Enregistrements conservés d'une collection

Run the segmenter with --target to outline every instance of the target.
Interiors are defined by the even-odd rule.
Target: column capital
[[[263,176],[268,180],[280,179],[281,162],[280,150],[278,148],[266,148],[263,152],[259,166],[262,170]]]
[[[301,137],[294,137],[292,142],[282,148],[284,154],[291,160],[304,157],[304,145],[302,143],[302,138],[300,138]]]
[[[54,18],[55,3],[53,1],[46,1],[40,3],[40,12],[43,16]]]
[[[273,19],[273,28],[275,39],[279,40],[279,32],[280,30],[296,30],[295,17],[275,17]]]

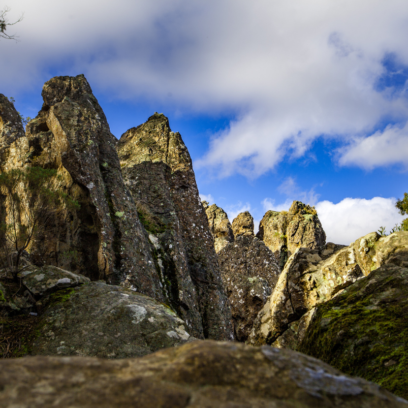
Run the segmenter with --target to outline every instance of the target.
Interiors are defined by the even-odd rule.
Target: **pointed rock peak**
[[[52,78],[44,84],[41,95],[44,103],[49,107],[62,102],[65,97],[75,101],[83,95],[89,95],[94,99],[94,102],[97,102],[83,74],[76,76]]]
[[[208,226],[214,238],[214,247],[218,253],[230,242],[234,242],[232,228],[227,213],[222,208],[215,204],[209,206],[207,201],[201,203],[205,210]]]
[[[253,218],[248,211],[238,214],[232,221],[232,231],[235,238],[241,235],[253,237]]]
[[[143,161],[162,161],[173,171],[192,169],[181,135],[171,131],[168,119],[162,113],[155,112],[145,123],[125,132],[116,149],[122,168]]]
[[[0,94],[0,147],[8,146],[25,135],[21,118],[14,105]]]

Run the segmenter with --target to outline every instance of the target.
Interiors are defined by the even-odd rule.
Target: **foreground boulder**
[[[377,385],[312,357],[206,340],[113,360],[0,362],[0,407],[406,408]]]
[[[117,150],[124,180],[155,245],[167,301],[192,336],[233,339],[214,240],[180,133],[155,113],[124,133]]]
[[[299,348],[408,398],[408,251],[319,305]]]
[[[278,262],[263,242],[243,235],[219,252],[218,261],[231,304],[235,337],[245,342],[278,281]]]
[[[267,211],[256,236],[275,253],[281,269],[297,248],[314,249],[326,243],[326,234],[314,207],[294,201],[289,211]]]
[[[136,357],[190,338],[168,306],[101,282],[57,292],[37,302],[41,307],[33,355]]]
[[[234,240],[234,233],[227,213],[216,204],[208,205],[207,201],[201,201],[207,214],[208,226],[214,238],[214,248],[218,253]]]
==
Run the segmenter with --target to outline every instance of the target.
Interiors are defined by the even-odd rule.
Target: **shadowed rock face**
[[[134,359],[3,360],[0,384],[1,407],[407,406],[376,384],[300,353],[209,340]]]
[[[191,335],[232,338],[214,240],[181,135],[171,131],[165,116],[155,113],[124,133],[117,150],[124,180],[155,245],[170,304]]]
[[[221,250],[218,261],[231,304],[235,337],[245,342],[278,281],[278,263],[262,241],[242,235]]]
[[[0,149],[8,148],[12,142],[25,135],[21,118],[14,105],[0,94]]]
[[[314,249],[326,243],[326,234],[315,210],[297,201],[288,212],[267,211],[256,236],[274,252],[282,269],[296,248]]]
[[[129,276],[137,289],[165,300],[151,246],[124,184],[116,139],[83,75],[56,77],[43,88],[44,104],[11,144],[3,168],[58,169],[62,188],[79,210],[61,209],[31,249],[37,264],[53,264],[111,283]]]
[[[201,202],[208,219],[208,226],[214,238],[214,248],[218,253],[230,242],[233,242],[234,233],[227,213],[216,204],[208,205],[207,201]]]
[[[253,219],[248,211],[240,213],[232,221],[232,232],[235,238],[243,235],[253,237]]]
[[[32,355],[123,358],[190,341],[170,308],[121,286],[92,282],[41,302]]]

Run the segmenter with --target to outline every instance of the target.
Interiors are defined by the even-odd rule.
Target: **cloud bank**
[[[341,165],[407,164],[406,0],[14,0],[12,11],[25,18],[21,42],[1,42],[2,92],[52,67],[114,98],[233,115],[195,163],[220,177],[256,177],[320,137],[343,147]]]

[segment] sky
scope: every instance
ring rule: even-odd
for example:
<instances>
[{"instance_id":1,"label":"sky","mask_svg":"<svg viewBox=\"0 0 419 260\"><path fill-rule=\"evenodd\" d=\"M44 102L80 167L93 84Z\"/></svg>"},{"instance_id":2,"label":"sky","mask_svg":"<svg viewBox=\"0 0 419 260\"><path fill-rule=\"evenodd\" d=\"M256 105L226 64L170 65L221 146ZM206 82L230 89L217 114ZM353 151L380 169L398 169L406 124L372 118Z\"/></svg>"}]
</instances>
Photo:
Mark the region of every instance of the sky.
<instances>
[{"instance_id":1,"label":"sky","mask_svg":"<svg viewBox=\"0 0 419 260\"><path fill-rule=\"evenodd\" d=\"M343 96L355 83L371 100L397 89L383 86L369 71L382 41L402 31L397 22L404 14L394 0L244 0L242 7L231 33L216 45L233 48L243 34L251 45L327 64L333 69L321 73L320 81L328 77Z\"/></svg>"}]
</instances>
--
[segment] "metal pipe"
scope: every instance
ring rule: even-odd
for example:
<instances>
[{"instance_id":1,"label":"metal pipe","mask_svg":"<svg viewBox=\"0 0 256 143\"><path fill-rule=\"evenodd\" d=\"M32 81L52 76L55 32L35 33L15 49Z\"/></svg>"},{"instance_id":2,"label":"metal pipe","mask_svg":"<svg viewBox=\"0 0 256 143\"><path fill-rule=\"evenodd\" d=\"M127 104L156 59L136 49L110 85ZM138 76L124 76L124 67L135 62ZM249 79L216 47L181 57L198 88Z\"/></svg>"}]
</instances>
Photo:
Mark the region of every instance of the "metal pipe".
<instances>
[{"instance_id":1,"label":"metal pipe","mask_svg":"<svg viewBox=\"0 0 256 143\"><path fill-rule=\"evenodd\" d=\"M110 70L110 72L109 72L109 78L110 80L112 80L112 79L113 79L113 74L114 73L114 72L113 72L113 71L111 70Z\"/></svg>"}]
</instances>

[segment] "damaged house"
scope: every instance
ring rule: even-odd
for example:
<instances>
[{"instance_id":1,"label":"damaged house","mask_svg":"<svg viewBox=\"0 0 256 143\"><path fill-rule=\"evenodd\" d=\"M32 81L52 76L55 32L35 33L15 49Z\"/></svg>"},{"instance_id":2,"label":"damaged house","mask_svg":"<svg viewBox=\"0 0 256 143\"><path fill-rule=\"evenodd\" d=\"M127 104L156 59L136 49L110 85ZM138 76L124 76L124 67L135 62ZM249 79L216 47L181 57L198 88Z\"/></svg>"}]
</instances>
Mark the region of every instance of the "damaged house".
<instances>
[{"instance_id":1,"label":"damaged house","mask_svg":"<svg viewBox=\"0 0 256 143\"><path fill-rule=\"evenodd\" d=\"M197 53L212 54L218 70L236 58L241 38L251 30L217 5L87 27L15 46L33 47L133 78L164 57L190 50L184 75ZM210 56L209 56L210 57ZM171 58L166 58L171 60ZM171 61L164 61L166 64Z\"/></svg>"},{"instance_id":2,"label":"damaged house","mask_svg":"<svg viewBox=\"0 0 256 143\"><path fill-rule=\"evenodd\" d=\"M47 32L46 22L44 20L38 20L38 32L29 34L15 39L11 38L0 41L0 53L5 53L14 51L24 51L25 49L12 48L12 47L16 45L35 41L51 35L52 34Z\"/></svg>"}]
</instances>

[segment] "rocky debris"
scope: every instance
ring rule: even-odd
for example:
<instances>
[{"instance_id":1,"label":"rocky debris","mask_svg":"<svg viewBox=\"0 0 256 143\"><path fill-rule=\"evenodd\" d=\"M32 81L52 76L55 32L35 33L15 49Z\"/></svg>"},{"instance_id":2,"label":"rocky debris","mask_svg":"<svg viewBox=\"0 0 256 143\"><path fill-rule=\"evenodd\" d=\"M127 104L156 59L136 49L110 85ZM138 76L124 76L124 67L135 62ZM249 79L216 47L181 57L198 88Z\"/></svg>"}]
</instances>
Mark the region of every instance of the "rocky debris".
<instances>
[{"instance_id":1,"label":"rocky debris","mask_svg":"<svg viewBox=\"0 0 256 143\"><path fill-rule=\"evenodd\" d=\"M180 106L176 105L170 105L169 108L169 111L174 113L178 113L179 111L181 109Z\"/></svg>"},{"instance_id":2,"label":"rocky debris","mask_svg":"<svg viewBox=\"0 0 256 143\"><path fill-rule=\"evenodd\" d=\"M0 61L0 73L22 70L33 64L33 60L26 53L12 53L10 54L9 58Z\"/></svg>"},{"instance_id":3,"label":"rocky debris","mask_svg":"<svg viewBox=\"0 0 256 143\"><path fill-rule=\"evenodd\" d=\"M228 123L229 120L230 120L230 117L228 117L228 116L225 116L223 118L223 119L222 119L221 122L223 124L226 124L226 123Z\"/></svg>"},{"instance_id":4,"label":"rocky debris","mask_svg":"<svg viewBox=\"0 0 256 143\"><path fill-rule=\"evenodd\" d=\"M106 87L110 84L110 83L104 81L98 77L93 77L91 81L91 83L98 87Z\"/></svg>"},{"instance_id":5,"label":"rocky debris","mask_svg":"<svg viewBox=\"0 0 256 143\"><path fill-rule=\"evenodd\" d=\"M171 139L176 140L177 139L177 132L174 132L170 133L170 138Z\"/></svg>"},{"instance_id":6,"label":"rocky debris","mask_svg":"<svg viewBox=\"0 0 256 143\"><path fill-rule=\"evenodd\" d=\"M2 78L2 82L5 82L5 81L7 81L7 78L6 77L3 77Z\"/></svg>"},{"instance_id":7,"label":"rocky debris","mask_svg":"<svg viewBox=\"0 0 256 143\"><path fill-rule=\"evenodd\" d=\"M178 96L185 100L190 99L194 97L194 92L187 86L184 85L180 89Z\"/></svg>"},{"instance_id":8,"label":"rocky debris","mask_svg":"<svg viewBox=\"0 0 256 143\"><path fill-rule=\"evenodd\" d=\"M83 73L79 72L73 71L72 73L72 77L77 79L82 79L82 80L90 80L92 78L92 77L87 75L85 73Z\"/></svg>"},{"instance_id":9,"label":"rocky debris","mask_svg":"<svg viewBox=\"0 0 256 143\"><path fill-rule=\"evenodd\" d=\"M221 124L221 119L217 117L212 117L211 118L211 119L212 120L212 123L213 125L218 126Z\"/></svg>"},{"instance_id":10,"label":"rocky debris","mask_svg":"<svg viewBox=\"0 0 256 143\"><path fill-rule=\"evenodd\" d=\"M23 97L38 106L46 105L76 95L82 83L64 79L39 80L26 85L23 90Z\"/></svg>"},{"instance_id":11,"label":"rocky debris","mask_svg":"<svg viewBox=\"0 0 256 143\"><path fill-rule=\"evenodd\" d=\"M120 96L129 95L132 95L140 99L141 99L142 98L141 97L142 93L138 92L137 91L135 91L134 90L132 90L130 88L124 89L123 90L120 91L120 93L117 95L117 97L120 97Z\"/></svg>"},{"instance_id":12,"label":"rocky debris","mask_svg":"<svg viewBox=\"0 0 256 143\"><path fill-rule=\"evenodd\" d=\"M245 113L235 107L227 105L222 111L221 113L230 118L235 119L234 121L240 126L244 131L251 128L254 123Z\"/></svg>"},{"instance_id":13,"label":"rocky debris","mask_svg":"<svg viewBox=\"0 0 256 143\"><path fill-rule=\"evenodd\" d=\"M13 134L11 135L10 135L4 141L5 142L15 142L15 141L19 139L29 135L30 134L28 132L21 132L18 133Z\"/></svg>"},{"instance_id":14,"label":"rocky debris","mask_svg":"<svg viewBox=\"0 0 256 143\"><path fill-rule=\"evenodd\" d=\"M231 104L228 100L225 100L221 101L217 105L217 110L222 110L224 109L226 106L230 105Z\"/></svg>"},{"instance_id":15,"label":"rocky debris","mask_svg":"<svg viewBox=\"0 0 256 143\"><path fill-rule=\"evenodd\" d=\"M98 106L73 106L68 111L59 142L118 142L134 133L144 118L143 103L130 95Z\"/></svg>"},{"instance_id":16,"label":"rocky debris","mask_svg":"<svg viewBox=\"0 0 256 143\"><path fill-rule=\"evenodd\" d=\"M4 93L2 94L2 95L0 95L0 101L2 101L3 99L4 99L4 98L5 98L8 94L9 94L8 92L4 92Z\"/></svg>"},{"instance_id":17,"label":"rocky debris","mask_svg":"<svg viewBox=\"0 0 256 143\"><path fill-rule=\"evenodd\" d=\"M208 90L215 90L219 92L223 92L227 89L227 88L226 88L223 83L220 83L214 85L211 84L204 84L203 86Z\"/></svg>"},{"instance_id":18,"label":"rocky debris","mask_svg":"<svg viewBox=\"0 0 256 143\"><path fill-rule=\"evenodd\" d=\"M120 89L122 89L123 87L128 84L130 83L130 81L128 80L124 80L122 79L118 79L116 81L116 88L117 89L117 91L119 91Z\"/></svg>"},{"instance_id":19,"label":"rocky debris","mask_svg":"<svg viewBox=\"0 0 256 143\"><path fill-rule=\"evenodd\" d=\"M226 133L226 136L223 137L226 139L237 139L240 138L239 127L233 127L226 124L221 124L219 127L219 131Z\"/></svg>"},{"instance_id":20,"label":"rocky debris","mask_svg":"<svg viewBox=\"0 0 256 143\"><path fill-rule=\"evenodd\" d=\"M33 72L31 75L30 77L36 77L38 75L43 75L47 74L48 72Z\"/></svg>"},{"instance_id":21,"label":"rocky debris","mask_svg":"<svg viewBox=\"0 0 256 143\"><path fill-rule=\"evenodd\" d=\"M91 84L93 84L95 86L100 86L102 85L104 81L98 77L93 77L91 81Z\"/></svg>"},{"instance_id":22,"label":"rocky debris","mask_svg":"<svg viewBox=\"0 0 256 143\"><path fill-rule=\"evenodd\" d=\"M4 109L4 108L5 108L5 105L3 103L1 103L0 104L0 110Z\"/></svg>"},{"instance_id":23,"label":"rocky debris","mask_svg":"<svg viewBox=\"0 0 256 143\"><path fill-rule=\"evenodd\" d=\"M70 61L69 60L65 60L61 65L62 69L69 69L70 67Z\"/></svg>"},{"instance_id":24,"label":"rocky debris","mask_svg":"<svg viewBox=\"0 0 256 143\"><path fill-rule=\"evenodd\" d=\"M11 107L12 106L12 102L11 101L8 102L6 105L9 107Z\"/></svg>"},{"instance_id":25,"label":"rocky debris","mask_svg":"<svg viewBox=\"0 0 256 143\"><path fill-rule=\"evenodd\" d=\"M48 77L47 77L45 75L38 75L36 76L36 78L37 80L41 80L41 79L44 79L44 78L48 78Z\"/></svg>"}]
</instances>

Consigne:
Indiquez combien de lignes des enregistrements contiennent la chaîne « damaged », en respectant la casse. Donnez uniquement le nombre.

Solution:
4